TASK OBJECTIVE ▸ In the records below, find the line containing "If you would be willing to indicate the black track"; give it again exactly, along with every line that follows, and nothing else.
───── SOURCE MATERIAL ─────
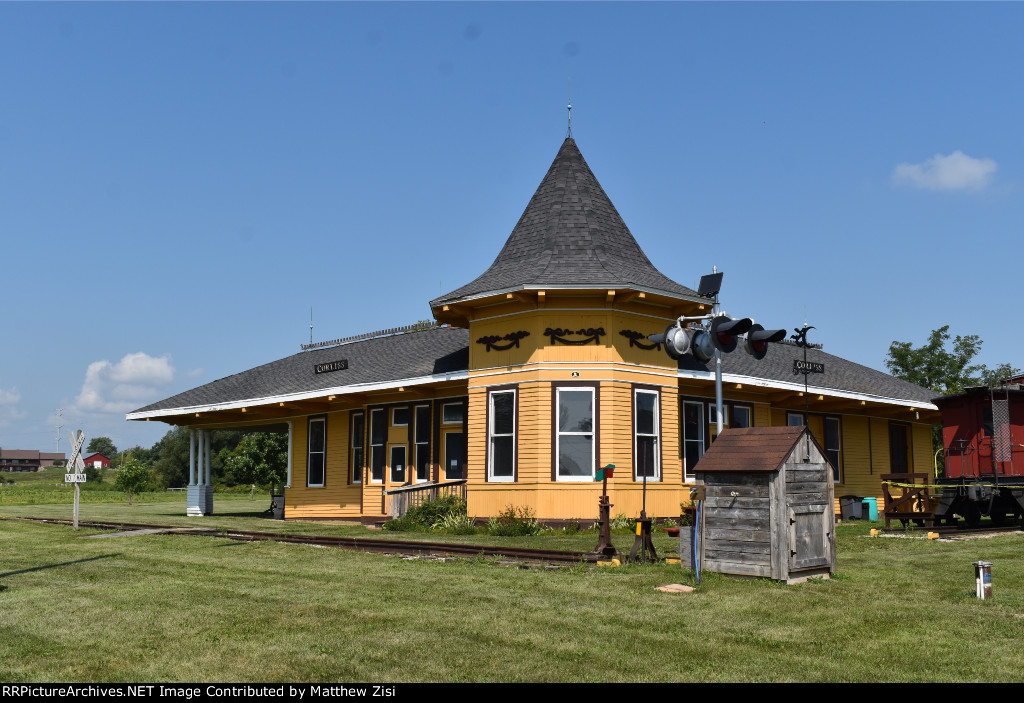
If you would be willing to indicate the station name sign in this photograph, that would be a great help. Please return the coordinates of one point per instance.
(329, 366)
(808, 366)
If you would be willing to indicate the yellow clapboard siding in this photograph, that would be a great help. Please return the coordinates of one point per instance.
(338, 497)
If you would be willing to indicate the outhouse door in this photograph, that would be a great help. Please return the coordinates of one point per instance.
(810, 535)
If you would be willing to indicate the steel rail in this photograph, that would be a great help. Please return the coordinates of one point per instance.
(373, 544)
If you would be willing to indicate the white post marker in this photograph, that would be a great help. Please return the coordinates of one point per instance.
(76, 463)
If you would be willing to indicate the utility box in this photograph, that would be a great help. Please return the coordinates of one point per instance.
(768, 511)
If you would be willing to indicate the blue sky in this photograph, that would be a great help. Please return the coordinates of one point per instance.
(180, 182)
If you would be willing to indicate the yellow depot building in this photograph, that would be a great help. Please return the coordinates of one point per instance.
(535, 375)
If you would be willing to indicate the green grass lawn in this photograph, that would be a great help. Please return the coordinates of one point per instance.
(175, 608)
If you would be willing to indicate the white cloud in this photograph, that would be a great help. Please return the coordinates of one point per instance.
(955, 172)
(126, 385)
(9, 397)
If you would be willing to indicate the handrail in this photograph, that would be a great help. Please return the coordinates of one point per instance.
(416, 494)
(423, 486)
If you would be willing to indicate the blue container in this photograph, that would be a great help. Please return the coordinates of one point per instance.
(870, 509)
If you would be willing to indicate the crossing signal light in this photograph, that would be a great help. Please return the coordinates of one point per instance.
(725, 332)
(676, 341)
(757, 340)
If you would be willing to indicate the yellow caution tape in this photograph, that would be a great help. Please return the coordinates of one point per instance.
(948, 485)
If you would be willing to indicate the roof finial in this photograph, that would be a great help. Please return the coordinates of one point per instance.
(568, 133)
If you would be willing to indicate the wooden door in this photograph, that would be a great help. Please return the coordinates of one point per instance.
(454, 459)
(810, 536)
(898, 453)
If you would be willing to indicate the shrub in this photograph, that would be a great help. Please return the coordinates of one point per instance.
(623, 524)
(514, 522)
(432, 515)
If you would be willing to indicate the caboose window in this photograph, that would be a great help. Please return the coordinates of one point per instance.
(834, 445)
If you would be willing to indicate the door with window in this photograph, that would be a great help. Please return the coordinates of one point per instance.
(692, 436)
(899, 455)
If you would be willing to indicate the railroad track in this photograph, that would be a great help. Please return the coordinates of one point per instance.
(950, 531)
(399, 546)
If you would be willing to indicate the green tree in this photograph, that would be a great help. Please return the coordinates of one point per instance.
(131, 478)
(945, 371)
(102, 445)
(260, 458)
(939, 368)
(169, 456)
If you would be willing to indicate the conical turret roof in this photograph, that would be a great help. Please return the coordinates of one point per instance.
(569, 236)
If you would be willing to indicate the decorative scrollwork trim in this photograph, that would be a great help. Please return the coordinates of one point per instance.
(512, 338)
(590, 334)
(635, 340)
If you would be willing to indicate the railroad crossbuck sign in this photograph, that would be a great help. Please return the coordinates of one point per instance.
(76, 463)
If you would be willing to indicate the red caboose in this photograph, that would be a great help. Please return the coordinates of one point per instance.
(983, 442)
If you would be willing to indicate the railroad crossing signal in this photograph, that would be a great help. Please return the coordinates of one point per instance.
(76, 463)
(723, 334)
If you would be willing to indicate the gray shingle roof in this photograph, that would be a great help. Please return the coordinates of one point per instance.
(413, 355)
(840, 375)
(569, 234)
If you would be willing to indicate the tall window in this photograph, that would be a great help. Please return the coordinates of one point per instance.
(741, 416)
(646, 427)
(452, 413)
(398, 464)
(421, 439)
(692, 436)
(574, 439)
(378, 433)
(834, 446)
(357, 438)
(501, 436)
(317, 451)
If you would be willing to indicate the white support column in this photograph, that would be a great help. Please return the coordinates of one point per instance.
(208, 486)
(209, 477)
(288, 482)
(200, 456)
(196, 501)
(192, 456)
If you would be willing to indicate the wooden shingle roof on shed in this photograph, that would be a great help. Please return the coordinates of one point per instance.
(751, 449)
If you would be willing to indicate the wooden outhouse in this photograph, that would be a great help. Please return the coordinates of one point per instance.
(768, 504)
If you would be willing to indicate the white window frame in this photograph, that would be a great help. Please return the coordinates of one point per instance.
(688, 472)
(445, 421)
(838, 477)
(492, 435)
(559, 433)
(637, 476)
(360, 446)
(745, 408)
(713, 412)
(417, 444)
(382, 446)
(310, 452)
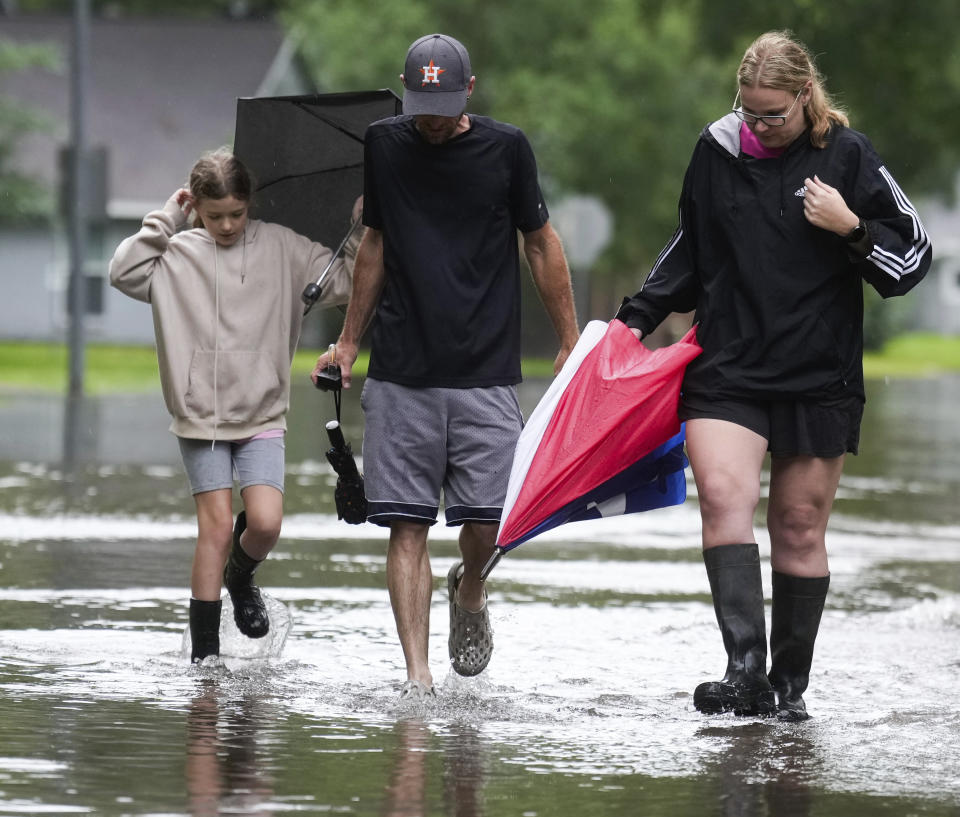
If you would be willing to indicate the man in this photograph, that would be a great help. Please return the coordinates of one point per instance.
(437, 273)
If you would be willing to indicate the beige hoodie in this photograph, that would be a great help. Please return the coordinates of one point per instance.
(227, 319)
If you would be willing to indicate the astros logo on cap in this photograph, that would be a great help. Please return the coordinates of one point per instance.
(431, 74)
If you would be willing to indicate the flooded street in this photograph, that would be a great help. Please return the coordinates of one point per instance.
(602, 631)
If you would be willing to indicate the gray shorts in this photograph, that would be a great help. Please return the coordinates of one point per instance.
(252, 462)
(419, 442)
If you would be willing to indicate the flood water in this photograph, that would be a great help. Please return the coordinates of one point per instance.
(602, 630)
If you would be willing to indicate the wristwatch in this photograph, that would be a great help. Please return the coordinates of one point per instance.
(856, 233)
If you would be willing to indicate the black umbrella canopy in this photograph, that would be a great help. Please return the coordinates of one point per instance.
(305, 154)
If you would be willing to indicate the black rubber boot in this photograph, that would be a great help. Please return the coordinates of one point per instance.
(249, 612)
(797, 607)
(735, 582)
(204, 629)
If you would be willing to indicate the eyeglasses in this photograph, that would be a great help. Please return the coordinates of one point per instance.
(774, 121)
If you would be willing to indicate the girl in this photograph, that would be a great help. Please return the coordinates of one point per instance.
(784, 212)
(227, 316)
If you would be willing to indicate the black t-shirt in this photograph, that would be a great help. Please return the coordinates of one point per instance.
(449, 313)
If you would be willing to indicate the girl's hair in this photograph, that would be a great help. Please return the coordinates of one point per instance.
(778, 60)
(219, 174)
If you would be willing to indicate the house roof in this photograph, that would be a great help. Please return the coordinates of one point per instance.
(159, 93)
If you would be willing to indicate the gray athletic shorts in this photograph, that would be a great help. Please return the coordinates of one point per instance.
(252, 462)
(419, 442)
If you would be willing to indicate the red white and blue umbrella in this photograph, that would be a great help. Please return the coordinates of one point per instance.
(604, 440)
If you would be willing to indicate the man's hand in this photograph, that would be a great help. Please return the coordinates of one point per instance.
(344, 355)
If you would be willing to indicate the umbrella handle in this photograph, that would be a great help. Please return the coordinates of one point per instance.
(491, 564)
(312, 291)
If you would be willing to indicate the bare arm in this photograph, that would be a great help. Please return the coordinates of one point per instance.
(368, 276)
(551, 276)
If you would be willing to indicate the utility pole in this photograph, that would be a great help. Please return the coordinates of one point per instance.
(76, 289)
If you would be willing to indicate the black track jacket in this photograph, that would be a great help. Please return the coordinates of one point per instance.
(778, 301)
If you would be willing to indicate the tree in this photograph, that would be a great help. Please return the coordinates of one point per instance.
(22, 198)
(894, 66)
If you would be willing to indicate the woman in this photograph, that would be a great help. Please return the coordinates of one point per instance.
(227, 314)
(784, 209)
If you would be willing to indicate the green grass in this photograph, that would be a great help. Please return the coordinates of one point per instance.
(917, 354)
(42, 367)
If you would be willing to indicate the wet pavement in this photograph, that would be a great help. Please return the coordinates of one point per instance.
(602, 630)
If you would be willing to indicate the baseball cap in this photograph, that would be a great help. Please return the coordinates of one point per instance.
(436, 75)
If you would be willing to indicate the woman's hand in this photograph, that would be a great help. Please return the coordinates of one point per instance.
(825, 208)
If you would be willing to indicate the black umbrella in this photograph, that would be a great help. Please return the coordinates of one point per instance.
(349, 496)
(305, 154)
(306, 157)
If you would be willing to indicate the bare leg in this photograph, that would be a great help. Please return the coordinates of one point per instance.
(726, 460)
(802, 490)
(214, 537)
(264, 507)
(477, 540)
(410, 582)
─────
ANSWER SPACE ▸
If you would be willing to indicate the black track jacket in this photograph, that would be a great help. Please return the coordinates of one point per instance.
(778, 301)
If you would be willing to indicate the tree in this photograph, that would be a great help. Please return the coordinates of one point per instance.
(22, 198)
(894, 66)
If you would be willing to indicate the woman in this photograph, that would be a great help. Please return the coordinates of one point per instance.
(227, 314)
(784, 209)
If you would be willing to indicate the green grass in this photograph, that would be a great help. Please return the coordinates of one point per instance.
(917, 354)
(42, 367)
If you would be willing to indicate the wet pavement in this photograph, that would be a great help. Please return the coordinates of one point per instance.
(602, 630)
If you would be willing to indicate the baseball cap in this photograph, that would be a great help. Please return the coordinates of one point per instance.
(436, 75)
If you would be willing to indicate the woman's hand in this photograph, that would be a great help. Please return the coordinates of one point per instance.
(825, 208)
If you would be willing to indicate the black umbrella in this photograph, that would be a great help. Please return the coordinates of one point per instance.
(349, 496)
(305, 154)
(306, 157)
If you would be willing to indicate the bare leg in this photograph, that would be a great help. Please return the coordinates of one point per instance.
(726, 460)
(802, 490)
(214, 537)
(264, 507)
(477, 540)
(410, 582)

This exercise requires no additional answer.